History of Guns are an English cross-genre group combining elements of industrial, punk, electronica, goth, edm, rock, metal and avant-garde from Hertfordshire, England.  The current members are Del Alien, Max Rael and Jamu.

Their name comes from the title of one of their earliest songs, written about the Dunblane massacre.

Primarily a studio project, History of Guns played live sporadically throughout their career including the Whitby Gothic Weekend and both Futurepunk23 and Back to the Futurepunk.

They contributed the track Jezebel and the Philistines to the debut album The Excommunication of Christ by The Meads of Asphodel in 2001, and further contributed to their subsequent releases Jihad / Freezing Moon (2002), Exhuming the Grave of Yeshua (2003) and Damascus Steel (2005). (credited as either History Of Guns or Max Rael).

In 2007, their song Your Obedient Servants came in at no.19 in journalist Mick Mercer's list of Top 30 Goth Singles of All Time.

In April 2008, Line Out Records sponsored the Whitby Gothic Weekend bi-annual football tournament so teams were competing for, 'The History of Guns – Acedia Challenge Cup'.

Their third album ACEDIA was released on 7 July 2008 on Line Out Records and was awarded 9/10 by Rock Sound on 3 July 2008.

A reaction against the relentless miserablism of Acedia, History of Guns followed it up with The Spice Girls EP in April 2009. A light-hearted, three-song investigation into The Spice Girls, including the track "Slice Up Your Wife".

Their latest release was Whatever You Do, Don't Turn Up at Twelve, released on Zero State Media / Line Out Records on 21 October 2011.

In August 2015 they were featured in the Beautiful Noise exhibition at Hertford Museum of notable bands from the area.

History

Phase One: Beginning (1996–1999)
History of Guns was formed in February 1996 as 'Pre-Hate Machine' by Stagger Lee with Max Rael and Del Alien.  Del Alien renamed the band 'History of Guns' after a song he had written about the Dunblane Massacre in mid 1996.

*EXTRACTED ENTRIES*
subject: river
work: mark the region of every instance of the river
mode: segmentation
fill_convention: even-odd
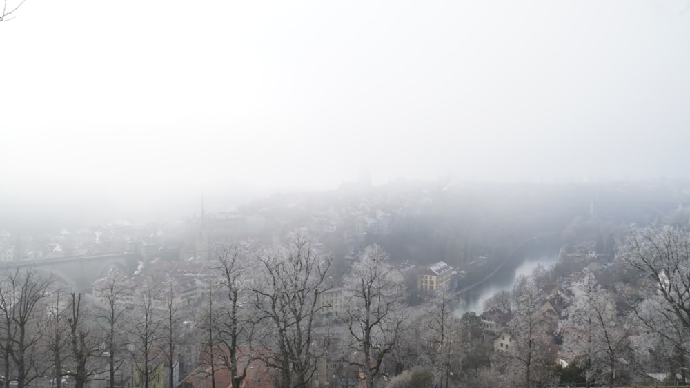
[[[462,294],[461,305],[455,311],[457,316],[467,312],[475,312],[480,315],[484,311],[484,303],[497,292],[513,288],[515,279],[520,275],[529,275],[541,264],[547,269],[555,263],[558,255],[542,255],[526,258],[517,267],[506,265],[486,281]]]

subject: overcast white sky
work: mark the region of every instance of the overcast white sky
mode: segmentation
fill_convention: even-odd
[[[26,0],[0,50],[6,196],[690,175],[686,0]]]

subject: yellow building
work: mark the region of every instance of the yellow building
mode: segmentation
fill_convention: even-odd
[[[448,287],[451,284],[453,267],[443,261],[435,263],[426,267],[419,275],[417,288],[421,294],[433,294],[441,287]]]

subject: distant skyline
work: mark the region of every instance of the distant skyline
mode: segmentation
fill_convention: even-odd
[[[5,207],[331,190],[362,169],[690,176],[685,0],[26,0],[0,45]]]

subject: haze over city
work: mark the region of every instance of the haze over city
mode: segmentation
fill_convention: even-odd
[[[363,170],[687,177],[689,8],[30,0],[0,25],[0,198],[163,214]]]

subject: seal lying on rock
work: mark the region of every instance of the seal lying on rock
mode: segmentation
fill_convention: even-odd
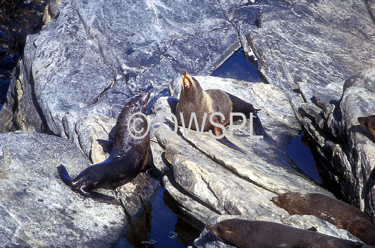
[[[169,102],[171,102],[170,100]],[[175,101],[175,102],[176,102]],[[174,110],[174,108],[172,106],[172,108]],[[196,126],[195,122],[192,122],[190,128],[195,130],[202,130],[201,126],[205,113],[207,113],[204,126],[203,127],[203,131],[211,129],[215,136],[220,136],[223,134],[223,129],[210,122],[209,118],[212,113],[220,112],[223,114],[224,119],[216,115],[213,117],[212,120],[215,123],[225,126],[229,123],[230,113],[242,113],[247,118],[250,118],[250,113],[252,113],[253,126],[255,133],[257,135],[263,135],[267,138],[268,135],[256,115],[259,110],[254,108],[252,104],[222,90],[211,89],[203,91],[195,79],[186,72],[182,74],[181,93],[175,108],[176,117],[180,126],[182,125],[183,122],[185,126],[188,127],[192,113],[195,113],[197,124],[200,126]],[[183,114],[183,120],[181,119],[180,113]],[[238,116],[234,117],[233,121],[241,119]],[[229,141],[225,136],[218,139],[218,141],[230,148],[246,153]]]
[[[373,135],[375,140],[375,115],[370,115],[367,117],[358,117],[357,120],[362,126]]]
[[[230,219],[208,227],[215,235],[239,248],[363,247],[359,243],[267,221]]]
[[[150,93],[142,93],[133,97],[124,107],[117,118],[113,150],[107,159],[88,167],[74,179],[70,178],[65,167],[60,165],[57,169],[62,182],[83,196],[110,200],[113,198],[92,190],[97,188],[114,189],[151,166],[153,159],[147,122],[146,120],[136,122],[134,118],[137,119],[138,115],[130,118],[137,112],[146,113]],[[129,122],[131,120],[135,123]],[[140,133],[133,131],[131,134],[128,126],[135,127],[138,131],[143,129],[143,131]]]
[[[375,245],[375,226],[367,215],[352,205],[321,194],[296,192],[275,196],[272,201],[291,215],[313,215]]]

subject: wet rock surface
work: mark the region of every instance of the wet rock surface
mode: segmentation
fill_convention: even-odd
[[[248,41],[264,78],[291,99],[341,197],[374,219],[374,144],[357,121],[375,110],[373,4],[341,3],[297,1],[265,13]]]
[[[161,181],[197,226],[239,215],[359,241],[316,217],[291,216],[270,200],[290,191],[333,196],[287,154],[302,125],[340,197],[374,218],[375,145],[356,121],[375,112],[373,5],[354,0],[51,1],[45,25],[27,37],[0,111],[0,131],[28,130],[0,134],[5,239],[0,243],[113,246],[128,222],[146,210]],[[255,55],[269,84],[207,76],[239,44]],[[176,78],[185,71],[206,76],[195,77],[205,89],[222,89],[261,109],[259,116],[271,138],[251,139],[249,120],[233,129],[232,137],[227,129],[227,138],[247,154],[208,133],[201,139],[194,131],[185,135],[181,127],[173,137],[163,137],[161,114],[170,112],[164,96],[178,96],[181,79]],[[108,154],[96,140],[113,138],[116,118],[142,91],[151,93],[155,168],[121,187],[125,211],[116,201],[84,199],[63,184],[56,166],[64,164],[73,177],[104,160]],[[163,123],[171,134],[173,120],[167,117]],[[66,235],[54,232],[56,225]],[[194,246],[229,247],[210,235],[205,228]]]

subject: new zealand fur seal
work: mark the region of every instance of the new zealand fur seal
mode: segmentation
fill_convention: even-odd
[[[375,226],[356,207],[321,194],[289,192],[272,198],[290,214],[313,215],[344,229],[366,244],[375,245]]]
[[[357,120],[362,126],[373,135],[375,140],[375,115],[370,115],[367,117],[358,117]]]
[[[230,219],[208,227],[220,238],[239,248],[362,247],[359,243],[267,221]]]
[[[172,107],[173,108],[173,107]],[[211,129],[216,136],[223,134],[222,129],[212,125],[209,122],[209,116],[214,112],[220,112],[224,116],[222,119],[219,116],[215,116],[213,120],[214,123],[224,126],[229,123],[229,115],[231,112],[240,112],[245,114],[247,118],[250,118],[250,113],[253,113],[253,126],[257,135],[268,136],[262,126],[259,117],[256,113],[260,109],[254,108],[253,105],[237,97],[219,89],[211,89],[204,91],[198,81],[190,76],[187,72],[182,74],[182,85],[180,99],[177,103],[175,115],[178,124],[182,125],[182,120],[180,117],[182,113],[184,117],[185,126],[188,127],[192,113],[195,113],[198,124],[200,126],[195,126],[194,122],[191,124],[191,129],[195,130],[201,130],[202,124],[205,113],[207,113],[203,131]],[[239,116],[234,116],[233,121],[241,119]],[[230,148],[246,153],[236,145],[229,141],[224,136],[218,139],[220,143]]]
[[[116,124],[113,147],[109,157],[104,161],[91,165],[81,172],[75,178],[70,178],[65,167],[60,165],[57,167],[61,179],[65,184],[78,191],[83,196],[104,200],[111,200],[113,197],[92,191],[97,188],[113,189],[130,182],[143,170],[149,168],[153,163],[150,146],[150,134],[146,120],[135,121],[139,118],[132,115],[137,112],[145,114],[150,93],[143,92],[132,98],[124,107]],[[130,127],[142,132],[130,132]],[[134,130],[133,130],[134,131]],[[146,135],[141,137],[147,133]]]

*WHAT TO WORK ON*
Continue the History of Guns band history from the point where it stops. The items are separate material and have nothing to do with the History of Guns text.

*EXERCISE RESULT*
Their first demo Reformation Day was recorded in a day at Discipline Studios in Tottenham in July 1996. In September 1996 Gary 'The Reverend' Hughes joined the band as a regular part-time collaborator. The band signed up with Top Knotch Management in 1997 and recorded a second demo Sold on Secrets in Chelmsford. In 1999, the band acquired a PC, and began recording with Cubase.

The first track recorded in this fashion was "Random Death Bag" which appeared on the third instalment of the No Holy Additive compilation CD from Godreah Zine, followed by the Little Miss Suicide EP which was released on the newly formed Liquid Len record label, and an unreleased demo album called 'Enough Is Too Much LP'. Stagger Lee quit the band with the release of their first CD, Little Miss Suicide EP in 1999.

Phase Two: Liquid Len Records (2001–2006)
In 2001, Godreah zine contacted the band with a request for them to appear on the fourth and final instalment of the No Holy Additive compilation CD. Del Alien and Max Rael recorded their first new material for two years, namely, Reconstructing Terror, Fact and Disconnect, they also completed two unfinished tracks left over from Enough Is Too Much sessions namely, 57 Days and Burn, which eventually got released as the Disconnect EP by the Liquid Len record label in 2002.

Kevin Gerrish joined the band briefly in 2002 during the writing and recording of The Mirror Pond LP.   Weeks before its release History of Guns issued a press released saying that they'd been "consumed by business rhetoric" and were thus "downsizing the album into an EP". Although many of the remaining tracks remain unreleased, the track 'Psycho' was included as a bonus track on the second edition of the CD, and 'Sunday Lunchtime (A Family Portrait)' and 'Soaked' were included on the 2007 release 'Issue Six:Archive One – Make It Look Like An Accident'.

History of Guns released their debut album Flashes of Light LP in 2004. A dense slab of atmospheric dark electronica devoid of any guitars, noted for its unusual structure of having two long opening songs, four short middle songs, then two long closing songs.

Recruiting a live band in 2004 History of Guns performed gigs around the south east of England as an edgy punk band, not performing any of the songs from their debut album.  The last date was filmed and released on DVD as "Twenty Seven Paces".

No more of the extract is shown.